##### Entries shown #####

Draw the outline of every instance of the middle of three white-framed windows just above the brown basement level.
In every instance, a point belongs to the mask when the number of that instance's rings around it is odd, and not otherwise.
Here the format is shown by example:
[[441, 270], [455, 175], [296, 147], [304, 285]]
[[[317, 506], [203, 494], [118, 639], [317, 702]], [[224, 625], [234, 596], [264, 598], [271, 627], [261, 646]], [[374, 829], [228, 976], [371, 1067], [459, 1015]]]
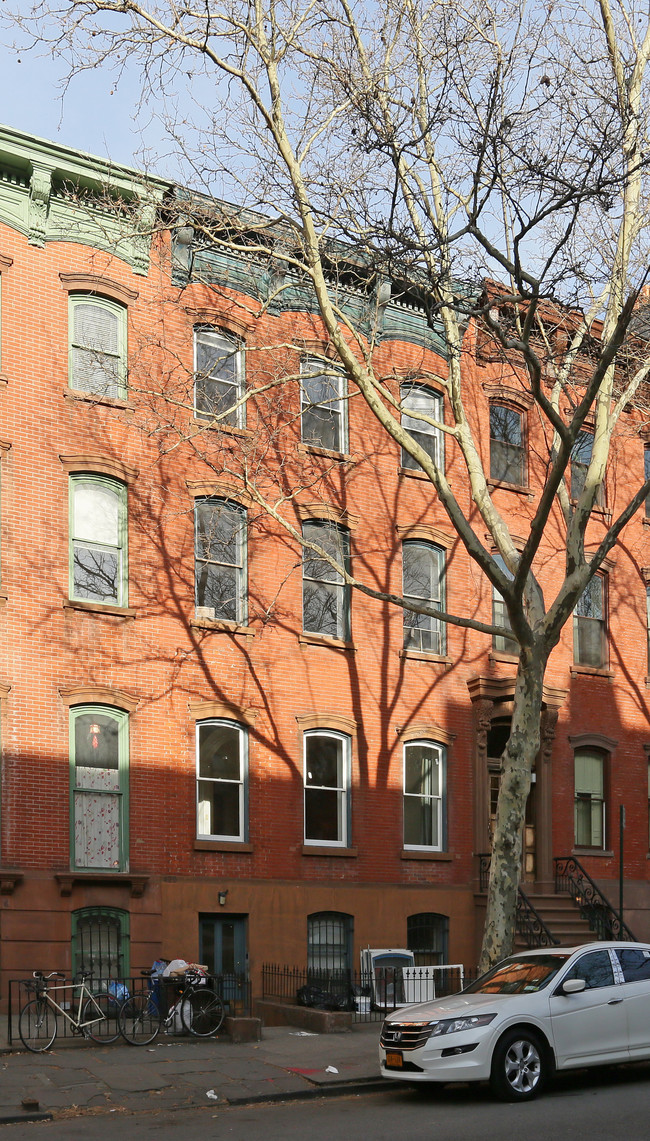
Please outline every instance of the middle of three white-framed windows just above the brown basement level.
[[328, 729], [304, 734], [304, 843], [348, 847], [350, 738]]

#####

(Task instructions): Nothing but the lines from the line containing "In every instance, a" through the last line of the material may be output, and they must be copied exactly, without pictures.

(Reply):
In every instance, a point belongs to the mask when the number of that instance's rings around it is odd, and not otherwise.
Here the format is shown by example:
[[441, 270], [455, 175], [296, 147], [304, 285]]
[[[317, 506], [203, 494], [118, 639], [317, 702]], [[224, 625], [234, 596], [264, 598], [271, 627], [261, 646]], [[374, 829], [228, 976], [371, 1067], [459, 1015]]]
Please outline every instance of the middle of three white-framed windows just above the brown basement level.
[[328, 729], [304, 734], [304, 843], [348, 847], [350, 738]]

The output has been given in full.